===== Dataset

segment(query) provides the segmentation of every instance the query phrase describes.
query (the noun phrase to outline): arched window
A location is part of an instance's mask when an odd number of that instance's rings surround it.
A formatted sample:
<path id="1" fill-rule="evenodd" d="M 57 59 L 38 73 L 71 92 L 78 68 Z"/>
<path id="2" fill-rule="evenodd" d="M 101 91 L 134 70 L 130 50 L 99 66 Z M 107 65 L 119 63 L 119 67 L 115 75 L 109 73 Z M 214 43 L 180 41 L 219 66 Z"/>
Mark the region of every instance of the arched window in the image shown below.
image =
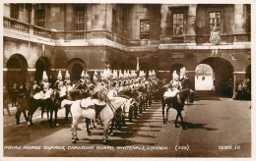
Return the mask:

==========

• Description of the task:
Can you transcribe every line of the data above verbatim, omitting the picture?

• Exercise answer:
segment(query) provides the segmentation of every instance the query phrase describes.
query (the noun phrase to outline): arched window
A location is part of an instance's mask when an odd number of that instance's rings surround it.
A formatted sample:
<path id="1" fill-rule="evenodd" d="M 57 59 L 38 73 L 71 92 L 78 68 Z"/>
<path id="2" fill-rule="evenodd" d="M 101 91 L 134 70 L 130 50 L 99 66 Z M 107 65 L 119 63 L 119 67 L 115 75 L 109 73 Z M 214 43 L 180 41 L 219 66 Z"/>
Mark the region of every instance of the arched window in the image shown below.
image =
Return the mask:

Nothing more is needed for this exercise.